> [WHAT IS REQUIRED] Write out every entry below verbatim, omitting the images.

> [Entries from a data source]
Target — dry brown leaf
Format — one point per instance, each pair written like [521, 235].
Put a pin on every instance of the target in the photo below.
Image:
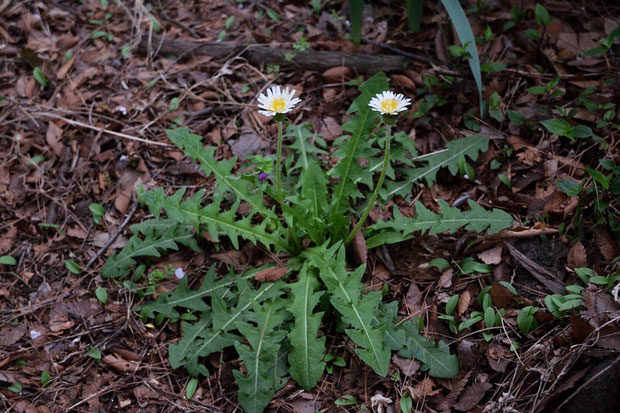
[492, 256]
[53, 138]
[337, 74]
[423, 389]
[271, 274]
[408, 367]
[502, 296]
[471, 396]
[577, 256]
[119, 364]
[463, 303]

> [COMPLETED EXERCISE]
Target — dry brown leaf
Format — one point per instance, each pair written like [521, 235].
Put a pin on every instance of the target in the photo below.
Image:
[492, 256]
[53, 138]
[337, 74]
[423, 389]
[271, 274]
[408, 367]
[502, 296]
[471, 396]
[577, 256]
[119, 364]
[463, 303]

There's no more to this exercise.